### Seçilmiş Bölüm
Çevre ve Şehircilik Bakanlığı’nın 25 Nisan 2012 tarihinde yayımladığı yönetmelikle sera gazı salımlarının izlenmesine, doğrulanmasına ve raporlanmasına dair usul ve esaslar belirlenmektedir. Bu yönetmelik sadece çok büyük veya çok fazla sera gazı salan işletmelerin sera gazı salımlarını raporlama gereği üzerine kurgulanmıştır. Gerek Birleşmiş Milletler İklim Değişikliği Çerçeve Sözleşmesi, gerekse de Kyoto Protokolü çerçevesinde her sene ülkemizde ne kadar sera gazı salındığını raporlamamız gerekmektedir. Bu yönetmelik de sera gazı salımlarının daha doğru raporlanabilmesi için öncelikle fazla salım yapan işletmelerin daha doğru bildirimde bulunmaları için çıkartılmıştır.
Bu yönetmeliğe göre raporlama sorumluluğu olan işletmeler Haziran 2014′e kadar Çevre ve Şehircilik Bakanlığı’na veri toplama ve veri işleme faaliyetlerinin ve bunların doğruluk kontrol sistemi de dahil olmak üzere izleme metodolojisinin detaylı, eksiksiz ve şeffaf olarak belgelenmesine dair bir izleme planı sunmak zorundalar. Çevre ve Şehircilik Bakanlığı ise bu izleme planlarını 2014 Aralık ayına kadar inceleyerek geri bildirecek, kesinleşen bu plan çerçevesinde işletmeler 1 Ocak 2015′ten itibaren sera gazı salımlarını raporlamaya başlayacaklardır. işletmelerin 2015 salım raporları Mart 2016′da bağımsız doğrulayıcı kuruluş tarafından onaylandıktan sonra Bakanlığa teslim edilecektir.
Ayrıca, resmi raporlama dönemi başlamadan önce pilot işletmelerde raporlama çalışması yapılacak ve bu raporlama çalışmasının çıktıları değerlendirilerek sistemde ayarlamalar yapılacaktır.
Ancak, ilk izleme planının sunulmasına sekiz ay kalmış olmasına karşın öncelikle pilot işletmelerden doldurmaları istenecek izleme planı formları daha hazırlanmamıştır. Bu formlar bugün hazır olacak olsalar doldurulmaları birkaç ay alacağından planlanan pilot çalışmasının gerçekleşme ihtimali bulunmamaktadır. Dolayısıyla da izleme planı formları büyük ihtimalle Mart 2014′de kullanılmaya başlanacaktır. Bu da izleme planının hazırlanması için işletmelere çok kısa süre vermektedir. Bunun anlamı ya pilot çalışma yapılmadan acilen gerçek raporlamaya geçilecek olması, ya da pilot çalışma yapılarak ilk raporlama döneminin 2015 yerine 2016 yılında başlamasıdır.

### Yazılı Alıştırma
Sera gazı salımlarının raporlanmasına ilişkin yönetmeliği ele alan metne kaldığı yerden devam ediniz.

### Veri Seti İçeriği
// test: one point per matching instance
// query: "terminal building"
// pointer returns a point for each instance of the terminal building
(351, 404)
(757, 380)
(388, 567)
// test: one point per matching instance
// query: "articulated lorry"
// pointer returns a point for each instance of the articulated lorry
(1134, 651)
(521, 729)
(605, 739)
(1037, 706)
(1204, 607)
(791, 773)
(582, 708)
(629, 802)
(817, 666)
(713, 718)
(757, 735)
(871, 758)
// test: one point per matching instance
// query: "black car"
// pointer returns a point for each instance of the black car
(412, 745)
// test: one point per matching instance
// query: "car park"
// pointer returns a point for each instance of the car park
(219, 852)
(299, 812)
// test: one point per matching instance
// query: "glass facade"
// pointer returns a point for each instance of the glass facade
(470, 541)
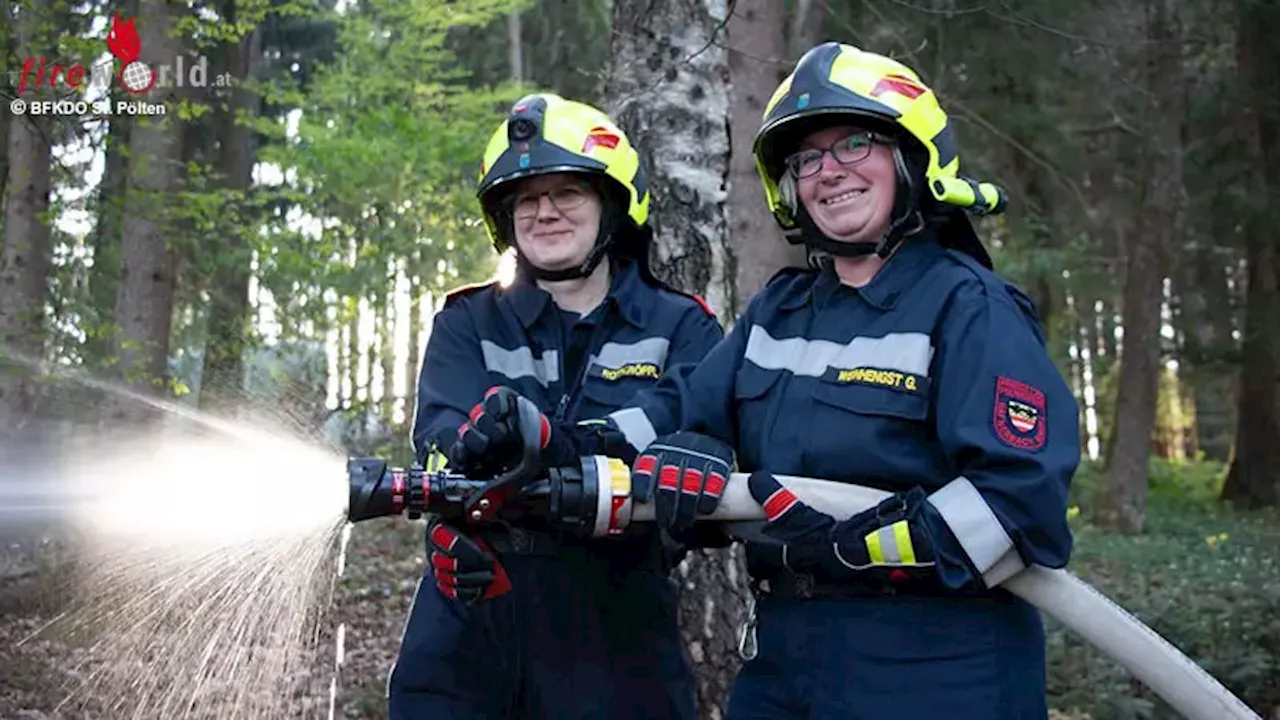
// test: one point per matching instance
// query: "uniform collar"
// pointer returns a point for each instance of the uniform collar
(894, 279)
(530, 301)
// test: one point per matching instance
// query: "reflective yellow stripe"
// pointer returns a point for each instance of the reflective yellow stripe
(873, 548)
(435, 461)
(903, 534)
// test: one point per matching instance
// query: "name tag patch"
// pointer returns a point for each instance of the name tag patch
(648, 370)
(877, 377)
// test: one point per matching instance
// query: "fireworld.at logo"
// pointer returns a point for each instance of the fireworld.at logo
(135, 76)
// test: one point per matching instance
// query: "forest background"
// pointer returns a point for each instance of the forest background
(284, 240)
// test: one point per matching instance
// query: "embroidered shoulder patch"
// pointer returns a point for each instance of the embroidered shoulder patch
(1018, 415)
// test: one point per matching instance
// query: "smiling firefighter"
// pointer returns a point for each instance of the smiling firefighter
(533, 621)
(900, 361)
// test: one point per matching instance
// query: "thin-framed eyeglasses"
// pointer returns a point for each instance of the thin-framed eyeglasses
(849, 150)
(565, 199)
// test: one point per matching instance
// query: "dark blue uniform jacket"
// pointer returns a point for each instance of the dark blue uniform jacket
(933, 374)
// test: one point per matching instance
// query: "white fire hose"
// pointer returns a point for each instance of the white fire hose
(1107, 627)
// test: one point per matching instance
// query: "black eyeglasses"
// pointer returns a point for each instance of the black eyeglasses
(848, 150)
(563, 199)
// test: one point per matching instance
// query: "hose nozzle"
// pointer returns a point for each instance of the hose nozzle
(379, 491)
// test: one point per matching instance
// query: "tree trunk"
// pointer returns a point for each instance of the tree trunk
(515, 50)
(387, 324)
(229, 331)
(670, 95)
(104, 282)
(755, 69)
(1206, 363)
(668, 90)
(24, 264)
(26, 255)
(1255, 475)
(804, 27)
(1159, 224)
(144, 306)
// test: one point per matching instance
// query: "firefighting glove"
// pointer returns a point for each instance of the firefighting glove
(885, 542)
(503, 431)
(686, 472)
(465, 569)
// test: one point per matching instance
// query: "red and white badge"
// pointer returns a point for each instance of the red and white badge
(1018, 415)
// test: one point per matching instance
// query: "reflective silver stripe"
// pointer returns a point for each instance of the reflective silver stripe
(888, 545)
(520, 363)
(635, 427)
(905, 352)
(974, 524)
(1005, 568)
(615, 355)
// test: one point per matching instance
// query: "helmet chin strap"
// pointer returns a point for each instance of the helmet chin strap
(904, 212)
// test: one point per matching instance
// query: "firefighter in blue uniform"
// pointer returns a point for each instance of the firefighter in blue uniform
(899, 361)
(528, 621)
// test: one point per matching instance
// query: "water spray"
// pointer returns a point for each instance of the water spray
(595, 499)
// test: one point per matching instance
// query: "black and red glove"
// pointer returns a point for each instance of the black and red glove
(503, 431)
(686, 472)
(464, 568)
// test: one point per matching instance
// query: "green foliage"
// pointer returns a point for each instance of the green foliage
(383, 163)
(1202, 575)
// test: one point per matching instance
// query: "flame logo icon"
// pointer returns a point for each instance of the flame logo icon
(123, 41)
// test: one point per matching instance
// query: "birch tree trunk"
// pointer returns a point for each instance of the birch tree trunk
(229, 328)
(757, 64)
(670, 94)
(144, 306)
(1255, 475)
(24, 259)
(668, 89)
(1157, 226)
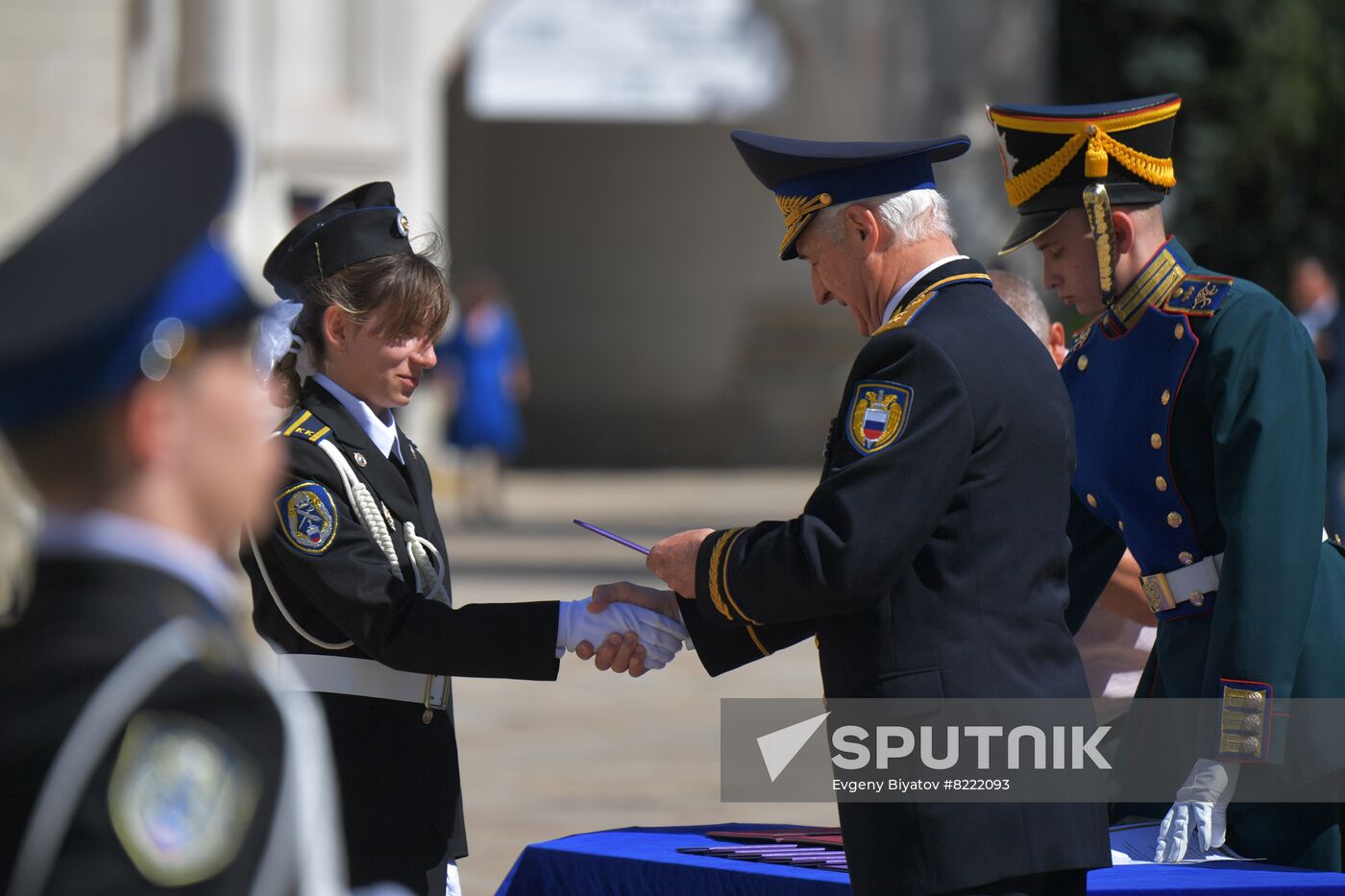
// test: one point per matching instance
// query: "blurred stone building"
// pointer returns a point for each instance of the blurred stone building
(638, 251)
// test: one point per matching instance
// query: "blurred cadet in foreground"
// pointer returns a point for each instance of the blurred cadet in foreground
(138, 752)
(353, 588)
(487, 368)
(1314, 302)
(1115, 641)
(1201, 428)
(951, 405)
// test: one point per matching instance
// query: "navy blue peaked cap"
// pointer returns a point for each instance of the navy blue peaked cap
(809, 175)
(363, 224)
(123, 278)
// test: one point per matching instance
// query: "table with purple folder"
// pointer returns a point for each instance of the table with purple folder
(759, 861)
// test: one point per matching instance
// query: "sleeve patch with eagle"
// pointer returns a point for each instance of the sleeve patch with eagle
(877, 415)
(306, 517)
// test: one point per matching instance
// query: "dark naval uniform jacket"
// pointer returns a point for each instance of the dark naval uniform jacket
(1201, 432)
(399, 775)
(177, 788)
(928, 563)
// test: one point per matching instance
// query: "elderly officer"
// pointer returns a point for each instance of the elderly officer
(1201, 447)
(138, 752)
(930, 560)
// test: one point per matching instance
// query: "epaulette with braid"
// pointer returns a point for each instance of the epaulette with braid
(306, 426)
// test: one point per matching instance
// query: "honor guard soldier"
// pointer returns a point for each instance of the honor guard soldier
(1200, 417)
(352, 586)
(138, 751)
(930, 560)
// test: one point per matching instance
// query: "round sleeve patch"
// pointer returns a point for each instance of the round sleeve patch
(877, 415)
(306, 517)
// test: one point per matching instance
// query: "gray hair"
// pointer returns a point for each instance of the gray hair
(1021, 296)
(911, 217)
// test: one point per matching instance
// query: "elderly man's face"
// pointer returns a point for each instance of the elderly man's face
(837, 271)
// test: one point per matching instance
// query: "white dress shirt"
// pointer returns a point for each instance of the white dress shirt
(905, 288)
(380, 430)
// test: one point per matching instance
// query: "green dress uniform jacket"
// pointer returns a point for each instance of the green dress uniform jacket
(1200, 416)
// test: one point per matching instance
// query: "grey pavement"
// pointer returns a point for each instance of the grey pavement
(592, 750)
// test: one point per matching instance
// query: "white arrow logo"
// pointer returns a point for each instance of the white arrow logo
(780, 747)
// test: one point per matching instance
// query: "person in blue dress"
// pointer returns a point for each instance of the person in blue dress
(487, 366)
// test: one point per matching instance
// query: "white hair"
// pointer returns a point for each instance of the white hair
(910, 217)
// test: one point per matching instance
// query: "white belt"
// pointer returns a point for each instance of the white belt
(1165, 591)
(358, 678)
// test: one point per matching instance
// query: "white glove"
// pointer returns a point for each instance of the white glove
(659, 635)
(1201, 802)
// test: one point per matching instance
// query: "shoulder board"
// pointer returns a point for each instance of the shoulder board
(1199, 295)
(306, 426)
(914, 307)
(1080, 335)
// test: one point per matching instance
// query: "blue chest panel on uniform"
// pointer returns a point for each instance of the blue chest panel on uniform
(1123, 390)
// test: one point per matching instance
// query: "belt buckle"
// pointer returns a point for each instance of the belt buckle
(430, 702)
(1157, 593)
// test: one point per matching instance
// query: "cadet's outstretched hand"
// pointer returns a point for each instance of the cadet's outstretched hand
(614, 653)
(672, 560)
(651, 638)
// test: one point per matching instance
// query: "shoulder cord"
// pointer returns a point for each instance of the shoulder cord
(429, 564)
(152, 662)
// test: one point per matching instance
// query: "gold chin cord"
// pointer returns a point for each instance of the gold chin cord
(1098, 207)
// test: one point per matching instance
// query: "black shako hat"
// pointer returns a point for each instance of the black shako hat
(1051, 154)
(360, 225)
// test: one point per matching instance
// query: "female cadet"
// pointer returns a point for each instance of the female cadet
(352, 586)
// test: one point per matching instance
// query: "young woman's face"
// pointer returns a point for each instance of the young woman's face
(380, 370)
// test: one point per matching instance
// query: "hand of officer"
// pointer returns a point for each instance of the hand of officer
(649, 635)
(672, 560)
(1201, 804)
(614, 653)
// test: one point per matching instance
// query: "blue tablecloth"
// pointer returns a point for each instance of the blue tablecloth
(645, 861)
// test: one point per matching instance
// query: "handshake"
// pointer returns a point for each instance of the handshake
(652, 628)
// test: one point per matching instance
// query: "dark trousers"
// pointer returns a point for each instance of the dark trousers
(1063, 883)
(420, 866)
(1293, 835)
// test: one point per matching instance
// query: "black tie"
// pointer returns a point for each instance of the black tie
(401, 469)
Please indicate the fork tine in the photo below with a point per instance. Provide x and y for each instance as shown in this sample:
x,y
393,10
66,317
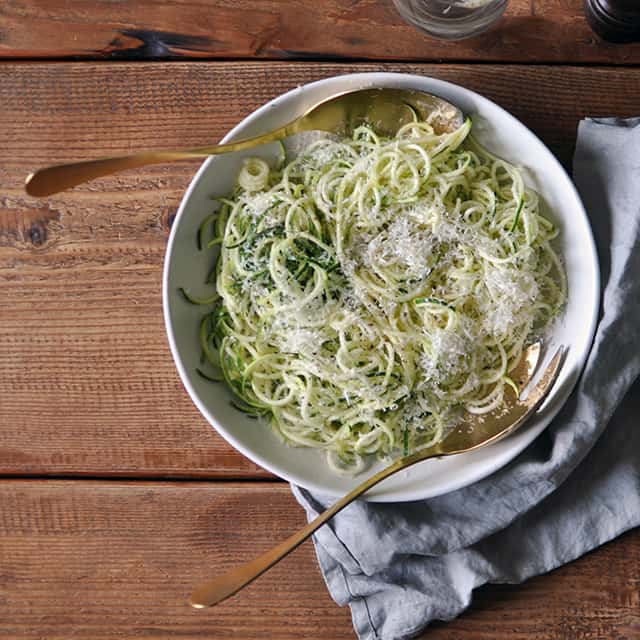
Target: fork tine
x,y
479,430
547,380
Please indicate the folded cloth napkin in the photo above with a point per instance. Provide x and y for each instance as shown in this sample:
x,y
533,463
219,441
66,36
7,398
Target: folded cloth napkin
x,y
399,566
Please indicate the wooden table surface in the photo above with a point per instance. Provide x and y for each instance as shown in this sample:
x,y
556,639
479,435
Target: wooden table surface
x,y
115,494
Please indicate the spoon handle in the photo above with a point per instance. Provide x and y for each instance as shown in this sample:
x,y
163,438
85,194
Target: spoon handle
x,y
218,589
50,180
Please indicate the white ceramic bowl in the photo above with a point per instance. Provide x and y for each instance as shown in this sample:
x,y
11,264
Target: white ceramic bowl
x,y
184,266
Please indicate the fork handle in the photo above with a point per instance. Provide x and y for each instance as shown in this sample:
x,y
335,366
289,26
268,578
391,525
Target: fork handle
x,y
218,589
50,180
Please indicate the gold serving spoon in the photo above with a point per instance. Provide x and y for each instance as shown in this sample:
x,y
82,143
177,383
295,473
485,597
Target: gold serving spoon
x,y
385,109
474,432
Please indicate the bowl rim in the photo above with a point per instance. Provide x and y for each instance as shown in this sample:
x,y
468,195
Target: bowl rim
x,y
551,406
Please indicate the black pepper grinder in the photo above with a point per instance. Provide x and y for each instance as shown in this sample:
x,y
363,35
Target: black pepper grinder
x,y
614,20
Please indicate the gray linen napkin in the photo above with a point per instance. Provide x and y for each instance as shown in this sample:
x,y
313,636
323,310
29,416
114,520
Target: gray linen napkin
x,y
399,566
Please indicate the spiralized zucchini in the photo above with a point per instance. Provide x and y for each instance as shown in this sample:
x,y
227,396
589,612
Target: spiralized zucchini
x,y
373,288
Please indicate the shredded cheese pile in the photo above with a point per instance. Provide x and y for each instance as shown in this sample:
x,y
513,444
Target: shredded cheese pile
x,y
372,289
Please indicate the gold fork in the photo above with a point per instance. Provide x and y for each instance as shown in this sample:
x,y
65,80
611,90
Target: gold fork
x,y
473,432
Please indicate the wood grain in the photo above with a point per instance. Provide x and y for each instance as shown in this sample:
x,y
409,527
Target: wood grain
x,y
531,31
107,560
87,385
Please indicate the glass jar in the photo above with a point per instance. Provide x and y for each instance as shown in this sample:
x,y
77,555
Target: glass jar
x,y
451,19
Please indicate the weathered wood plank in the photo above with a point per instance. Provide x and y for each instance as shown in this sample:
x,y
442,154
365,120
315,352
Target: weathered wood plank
x,y
107,560
87,385
531,31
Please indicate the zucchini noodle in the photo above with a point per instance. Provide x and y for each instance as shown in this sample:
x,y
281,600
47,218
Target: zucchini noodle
x,y
372,289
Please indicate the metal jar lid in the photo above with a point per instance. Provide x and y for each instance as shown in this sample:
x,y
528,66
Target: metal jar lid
x,y
614,20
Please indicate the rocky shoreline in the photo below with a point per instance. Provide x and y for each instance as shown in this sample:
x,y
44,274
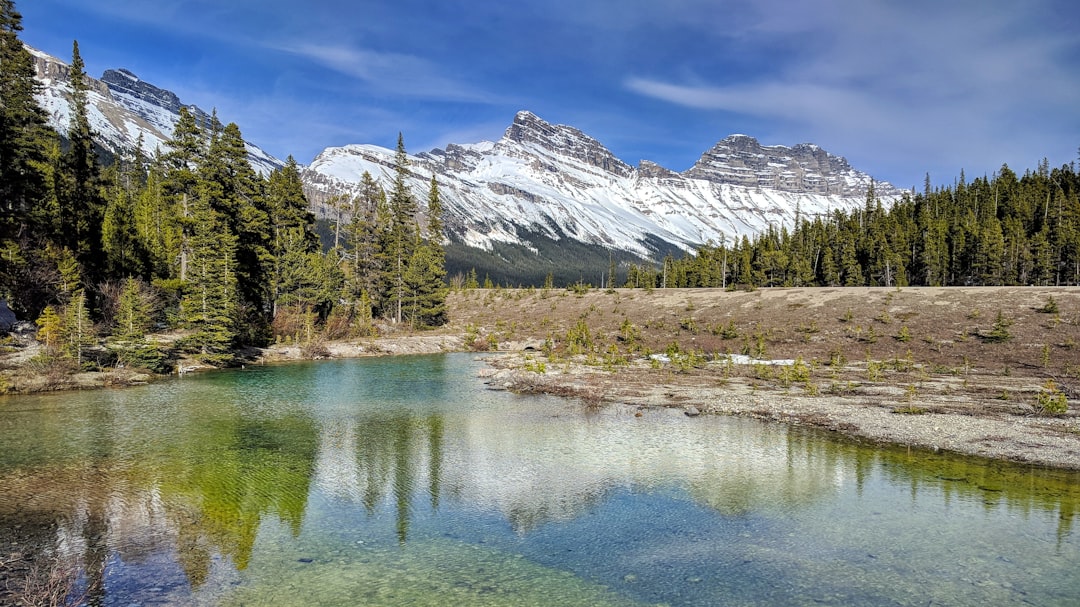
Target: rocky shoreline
x,y
943,425
948,390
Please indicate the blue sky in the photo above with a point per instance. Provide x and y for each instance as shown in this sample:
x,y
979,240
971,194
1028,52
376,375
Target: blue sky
x,y
900,88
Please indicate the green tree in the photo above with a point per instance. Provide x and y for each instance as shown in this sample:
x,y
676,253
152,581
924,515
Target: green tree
x,y
399,237
134,311
24,136
426,274
180,189
211,301
80,196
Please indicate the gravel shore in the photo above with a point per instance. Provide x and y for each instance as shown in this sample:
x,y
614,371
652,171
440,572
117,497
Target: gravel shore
x,y
1017,436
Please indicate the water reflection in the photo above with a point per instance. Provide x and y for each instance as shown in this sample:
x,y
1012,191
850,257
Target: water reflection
x,y
179,487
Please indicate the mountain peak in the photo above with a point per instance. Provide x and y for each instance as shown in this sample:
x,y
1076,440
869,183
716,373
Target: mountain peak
x,y
802,169
559,139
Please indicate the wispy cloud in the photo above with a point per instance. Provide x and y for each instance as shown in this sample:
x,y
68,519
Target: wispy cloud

### Görev Çıktısı
Bu yönetmelik Avrupa Birliği’nin sera gazı salım hakları ticaretini düzenleyen yönetmeliği ile büyük benzerlik taşımaktadır. Özellikle bizim yönetmeliğimiz sadece fazla sera gazı salan işletmelere dair olma noktasında AB yönetmeliğinden farklılaşıyor.
AB raporlama sistemi ile bizim raporlama sistemimiz arasındaki temel fark, AB sisteminin bir ödül-ceza planına dayanması, bizim sistemde ise sadece ceza bulunmasıdır. Yani, AB ülkelerinden şirketlere sene başında az bir sera gazı salma hakkı tanınmaktadır. Sene sonundaki raporlamayla eğer bu miktardan fazla saldılarsa fazla saldıkları miktar kadar ceza ödemek zorunda kalacaklar, tam tersi bu miktardan az saldılarsa az saldıkları miktar kadar ödül alabileceklerdir. Bu işletmelerin doğru beyanda bulunmaları için önemli bir güç sağlamaktadır. İşletmeler gerçekten az beyan edecek olurlarsa hem rakip işletmelerin hem de devletlerin sıkı takibi altında kalacaklardır. Tersine fazla beyan edecek olurlarsa da ceza ödeyecekleri için ciddi anlamda doğru bir beyanda bulunmaya gayret edeceklerdir.
Bizim sistemimiz ise sadece bir cezaya dayandığı için bu ceza mantıksal olarak işletmelerin salımlarını az bildirdikleri zaman uygulanabilir bir cezadır. Dolayısıyla da tam ve doğru hesaplama yapma zorluğuyla uğraşmak istemeyen veya hesap hatalarından dolayı ceza görmek istemeyen işletmeler sera gazı salımlarını olduğundan daha yüksek gösterme eğilimine girebilirler. Her ne kadar bizim sistemimiz hatalı bildirime ceza öngörüyor olsa da fazla bildirime ceza AB müktesebatında bulunmadığı için bizim hukuk sistemimiz içerisinde de uygulanması zor olabilir.